| REQUIRED WORK |
Your task is to reproduce exactly the lines from the line with "locate: dried brown" through the end of the records below.

| GIVEN ENTRIES |
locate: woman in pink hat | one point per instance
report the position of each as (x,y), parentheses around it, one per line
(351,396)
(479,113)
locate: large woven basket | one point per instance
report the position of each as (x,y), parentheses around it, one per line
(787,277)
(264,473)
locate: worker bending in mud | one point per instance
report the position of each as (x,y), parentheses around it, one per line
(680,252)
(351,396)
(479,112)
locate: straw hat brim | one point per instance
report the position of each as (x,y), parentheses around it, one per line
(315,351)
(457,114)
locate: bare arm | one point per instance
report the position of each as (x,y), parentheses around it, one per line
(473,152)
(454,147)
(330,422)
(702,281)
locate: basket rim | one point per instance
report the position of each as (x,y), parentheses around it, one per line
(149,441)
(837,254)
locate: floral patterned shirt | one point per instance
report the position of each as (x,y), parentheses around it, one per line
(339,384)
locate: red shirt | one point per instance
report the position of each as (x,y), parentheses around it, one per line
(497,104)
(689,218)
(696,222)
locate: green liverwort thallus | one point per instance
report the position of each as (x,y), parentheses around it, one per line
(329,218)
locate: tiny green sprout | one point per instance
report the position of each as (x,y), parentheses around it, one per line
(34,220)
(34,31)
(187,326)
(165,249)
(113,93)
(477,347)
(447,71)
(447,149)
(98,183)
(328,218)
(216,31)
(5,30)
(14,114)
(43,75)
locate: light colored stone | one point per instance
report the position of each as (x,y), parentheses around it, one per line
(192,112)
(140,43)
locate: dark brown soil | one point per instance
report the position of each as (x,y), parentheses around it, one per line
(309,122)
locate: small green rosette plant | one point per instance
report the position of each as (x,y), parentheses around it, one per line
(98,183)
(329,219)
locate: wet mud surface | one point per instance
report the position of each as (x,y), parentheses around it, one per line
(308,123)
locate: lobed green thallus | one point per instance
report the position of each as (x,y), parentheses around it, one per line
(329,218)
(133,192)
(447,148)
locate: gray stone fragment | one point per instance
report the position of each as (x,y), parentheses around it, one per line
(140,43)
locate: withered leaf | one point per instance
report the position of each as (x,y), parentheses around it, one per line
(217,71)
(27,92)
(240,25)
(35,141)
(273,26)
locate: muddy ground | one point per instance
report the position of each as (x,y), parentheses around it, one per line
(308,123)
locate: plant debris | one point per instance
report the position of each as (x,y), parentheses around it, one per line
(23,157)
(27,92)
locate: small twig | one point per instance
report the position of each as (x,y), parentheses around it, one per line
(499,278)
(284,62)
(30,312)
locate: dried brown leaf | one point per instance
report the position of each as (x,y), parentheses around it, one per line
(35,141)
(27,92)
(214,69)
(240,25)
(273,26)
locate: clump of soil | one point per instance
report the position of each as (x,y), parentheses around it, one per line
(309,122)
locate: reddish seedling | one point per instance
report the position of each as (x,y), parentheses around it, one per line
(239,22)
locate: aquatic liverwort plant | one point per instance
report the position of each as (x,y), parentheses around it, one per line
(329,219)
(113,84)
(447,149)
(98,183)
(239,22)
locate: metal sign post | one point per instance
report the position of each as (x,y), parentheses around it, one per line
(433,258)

| ANSWER TO THE EXERCISE |
locate: dried brown leaf | one point per instance
report the position of each as (x,y), parentheses around it, one per line
(35,141)
(27,92)
(214,69)
(240,25)
(273,26)
locate: clump of soil | one point per instance
report the position of each as (x,y), parentheses around it, one per line
(309,122)
locate: reddish seedling | one point per instance
report the position of each as (x,y), parentheses around it, one per line
(239,22)
locate: aquatic liverwort plant | one point per instance
report the position of each as (x,y), parentheses around it, one per line
(329,219)
(113,84)
(447,149)
(98,183)
(239,22)
locate: metal sign post | one point per instance
report the position of each as (x,y), parentheses around it, one per line
(433,258)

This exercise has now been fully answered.